| TO BE DONE |
Rewrite the listing below as a JSON list of strings, with one string for each line and blank lines left out.

═════ INPUT FOR THIS TASK ═════

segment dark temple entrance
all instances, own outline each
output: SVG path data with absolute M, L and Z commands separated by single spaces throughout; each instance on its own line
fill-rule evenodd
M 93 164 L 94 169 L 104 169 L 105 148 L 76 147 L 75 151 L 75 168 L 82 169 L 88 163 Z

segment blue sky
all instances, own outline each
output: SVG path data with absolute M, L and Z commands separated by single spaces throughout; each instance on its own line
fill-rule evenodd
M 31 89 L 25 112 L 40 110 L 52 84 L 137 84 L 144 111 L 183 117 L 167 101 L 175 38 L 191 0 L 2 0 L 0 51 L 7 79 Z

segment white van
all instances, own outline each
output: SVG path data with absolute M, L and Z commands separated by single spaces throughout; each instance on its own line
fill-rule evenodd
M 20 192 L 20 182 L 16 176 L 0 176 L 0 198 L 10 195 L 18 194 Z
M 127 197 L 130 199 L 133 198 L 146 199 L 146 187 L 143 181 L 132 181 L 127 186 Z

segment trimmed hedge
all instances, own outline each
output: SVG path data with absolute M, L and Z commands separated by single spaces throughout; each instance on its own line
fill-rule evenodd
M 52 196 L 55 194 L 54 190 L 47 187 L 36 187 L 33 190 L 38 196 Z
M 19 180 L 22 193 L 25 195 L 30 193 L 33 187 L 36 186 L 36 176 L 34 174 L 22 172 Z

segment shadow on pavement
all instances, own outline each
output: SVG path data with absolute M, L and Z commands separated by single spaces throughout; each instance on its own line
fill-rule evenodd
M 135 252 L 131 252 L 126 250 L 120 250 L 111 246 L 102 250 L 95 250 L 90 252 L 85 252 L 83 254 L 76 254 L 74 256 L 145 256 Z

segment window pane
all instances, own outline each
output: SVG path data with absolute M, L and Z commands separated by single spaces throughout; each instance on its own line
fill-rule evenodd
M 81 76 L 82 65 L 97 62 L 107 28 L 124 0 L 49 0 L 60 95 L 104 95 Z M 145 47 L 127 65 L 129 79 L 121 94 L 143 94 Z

═════

| EXERCISE SOLUTION |
[
  "segment dark temple entrance",
  "all instances, own outline each",
  "output: SVG path data with absolute M, L and Z commands separated by single spaces throughout; each instance on its own line",
  "fill-rule evenodd",
  "M 93 164 L 94 169 L 104 169 L 105 148 L 76 147 L 75 151 L 75 168 L 82 169 L 88 163 Z",
  "segment blue sky",
  "all instances, own outline each",
  "output: SVG path data with absolute M, L and Z commands separated by single spaces throughout; each instance on its own line",
  "fill-rule evenodd",
  "M 31 89 L 25 112 L 40 110 L 52 84 L 137 84 L 144 111 L 183 117 L 167 101 L 175 38 L 191 0 L 2 0 L 0 51 L 7 79 Z",
  "segment white van",
  "all instances, own outline each",
  "output: SVG path data with absolute M, L and Z commands separated by single spaces throughout; each instance on its own line",
  "fill-rule evenodd",
  "M 20 192 L 20 182 L 16 176 L 0 176 L 0 198 L 10 195 L 18 194 Z",
  "M 127 197 L 130 199 L 133 198 L 146 199 L 146 187 L 143 181 L 132 181 L 127 186 Z",
  "segment trimmed hedge",
  "all instances, own outline each",
  "output: SVG path data with absolute M, L and Z commands separated by single spaces throughout; each instance on its own line",
  "fill-rule evenodd",
  "M 52 196 L 55 194 L 54 190 L 47 187 L 36 187 L 33 190 L 38 196 Z",
  "M 19 180 L 22 193 L 25 195 L 30 193 L 33 187 L 36 186 L 36 176 L 34 174 L 22 172 Z",
  "segment shadow on pavement",
  "all instances, own outline each",
  "output: SVG path data with absolute M, L and Z commands separated by single spaces throughout; each instance on its own line",
  "fill-rule evenodd",
  "M 135 252 L 131 252 L 126 250 L 120 250 L 111 246 L 102 250 L 95 250 L 90 252 L 85 252 L 83 254 L 76 254 L 74 256 L 145 256 Z",
  "segment window pane",
  "all instances, own outline each",
  "output: SVG path data with absolute M, L and Z commands separated by single spaces throughout; each instance on its own line",
  "fill-rule evenodd",
  "M 81 76 L 82 65 L 97 62 L 107 28 L 124 0 L 49 0 L 60 95 L 104 95 Z M 145 47 L 127 65 L 129 79 L 121 94 L 143 94 Z"
]